QUOTED TEXT
--- --- ---

Abstract:
A method for distributing addressed data packets from an input channel to a multiplicity of packet queues includes receiving said addressed data packets and, responsive to first hashed addresses, distributing the addressed data packets to said queues in accordance with said first hashed addresses. A first hash function is applied to selected address data of each of said addressed data packets to produce said first hashed addresses. At the same time a succession of different hash functions is applied to said selected address data in each of the packets to produce second hashed addresses and occurrences of each of the second hashed addresses are counted so as to obtain for each of said different hash functions a respective one of a plurality of set of counts, each such set representing the distribution of said packets that would occur in said queues if the respective one of the different hash functions had been applied to said addressed data packets. The sets of counts are analyzed to determined which one of them represents a best distribution of said packets and the hash function associated with the best distribution is applied to incoming packets in place of the said first hash function.

Description:
FIELD OF THE INVENTION 
     The present invention relates to packet-switched data communication networks and particularly to a network switch which includes a facility for demultiplexing data received in the form of packets over a high speed serial link to a multiplicity of channels or ports which are intended or constructed to operate at an individually lower frequency than the high speed link. 
     BACKGROUND TO THE INVENTION 
     It is known, in respect of a multi-port network switch which is adapted or intended for operation at a particular data rate, or possibly a plurality of data rates such as ten and one hundred megabits per second, to dedicate a multiplicity of ports for the reception of data at a much higher data rate, such as one gigabit per second, and to direct packets to the dedicated multiplicity of ports by means of a demultiplexer which is controlled by a comparatively short address word obtained by hashing a longer address or combination of addresses in each data packet. The operation of hashing, whatever particular hashing function is used, reduces the comparatively wide address data to a comparatively short address, such as a two-bit word if the demultiplexer is to control only four channels or ports, and it is characteristic of hashing functions that the same input address data (or combination of addresses) will always map to the same short hashed address. 
     Controlling a demultiplexer in this manner is more appropriate than, for example, allotting successive packets to the different ports in a round robin manner, because the latter does not guarantee that packets having the same address or source address and destination address combination will be handled in the same chronological order as they have been transmitted over the high speed link. In particular, it is common for ports to contain respective FIFO stores or other means of temporarily holding received data packets in respective queues 
     The onward forwarding of data packets in those queues depends on, for example, available bandwidth in devices connected to the respective ports of the switch, the outcome of contention resolution between high and low priority packets and so forth. It is desirable to ensure that packets having corresponding address data, and more particularly having the same source address and destination address combination, are directed to the same receive queue in the same order in which they have been received. 
     The disadvantage of known schemes for controlling demultiplexing by hashing address data on incoming packets is that non-uniform distribution of traffic may result in a more strongly non-uniform allocation of packets to particular ports, which might initiate flow control or bandwidth limitation measures but is in any event undesirable in a scheme which is intended to distribute data from a high speed link to a multiplicity of lower speed links; the combined throughput of the lower speed links will normally always be a maximum if the links or ports carry equal shares of the incoming traffic.

--- --- ---

[Data entries]
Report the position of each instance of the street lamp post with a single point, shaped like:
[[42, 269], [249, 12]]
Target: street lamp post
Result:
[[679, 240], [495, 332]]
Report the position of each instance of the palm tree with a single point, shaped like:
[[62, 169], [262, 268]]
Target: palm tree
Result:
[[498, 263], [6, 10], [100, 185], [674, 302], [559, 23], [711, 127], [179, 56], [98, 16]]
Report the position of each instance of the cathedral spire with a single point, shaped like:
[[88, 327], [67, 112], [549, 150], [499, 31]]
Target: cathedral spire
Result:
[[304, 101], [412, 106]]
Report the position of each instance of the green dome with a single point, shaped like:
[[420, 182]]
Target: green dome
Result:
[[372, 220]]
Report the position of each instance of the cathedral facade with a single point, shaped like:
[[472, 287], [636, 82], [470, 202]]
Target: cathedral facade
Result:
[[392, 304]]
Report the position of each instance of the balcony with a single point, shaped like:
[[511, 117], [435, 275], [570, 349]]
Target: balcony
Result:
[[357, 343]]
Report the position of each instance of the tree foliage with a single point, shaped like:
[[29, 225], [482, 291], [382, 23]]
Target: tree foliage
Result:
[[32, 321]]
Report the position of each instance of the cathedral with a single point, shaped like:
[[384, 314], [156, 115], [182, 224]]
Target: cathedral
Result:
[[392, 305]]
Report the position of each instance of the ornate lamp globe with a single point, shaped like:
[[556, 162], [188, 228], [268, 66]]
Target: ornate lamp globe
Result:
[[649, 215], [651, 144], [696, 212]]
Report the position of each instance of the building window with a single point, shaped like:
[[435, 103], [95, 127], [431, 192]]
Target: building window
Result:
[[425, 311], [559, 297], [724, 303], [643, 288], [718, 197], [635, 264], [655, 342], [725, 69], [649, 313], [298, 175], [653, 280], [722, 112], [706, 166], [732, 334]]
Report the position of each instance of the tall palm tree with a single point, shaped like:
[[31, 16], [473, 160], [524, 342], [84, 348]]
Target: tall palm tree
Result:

--- --- ---

INSTRUCTIONS
(1) Translate this sentence from the patent text into Spanish: "A first hash function is applied to selected address data of each of said addressed data packets to produce said first hashed addresses."
(2) List every data rate that the patent text gives as a specific figure.
(3) Please condense the paragraph of the patent text beginning "The disadvantage of known schemes" into a short bulleted list that keeps its main facts.

PROBLEM SOLUTIONS
(1) Se aplica una primera función hash a datos de dirección seleccionados de cada uno de dichos paquetes de datos direccionados para producir dichas primeras direcciones hash.

(2)
- Ten megabits per second
- One hundred megabits per second
- One gigabit per second

(3)
- Known schemes control demultiplexing by hashing address data on incoming packets.
- Their drawback is that uneven traffic can lead to an even more uneven allocation of packets to particular ports.
- This may trigger flow control or bandwidth limitation measures.
- It is undesirable in any case, because the aim is to spread data from a high speed link across several lower speed links.
- The combined throughput of the lower speed links is normally greatest when each link or port carries an equal share of the incoming traffic.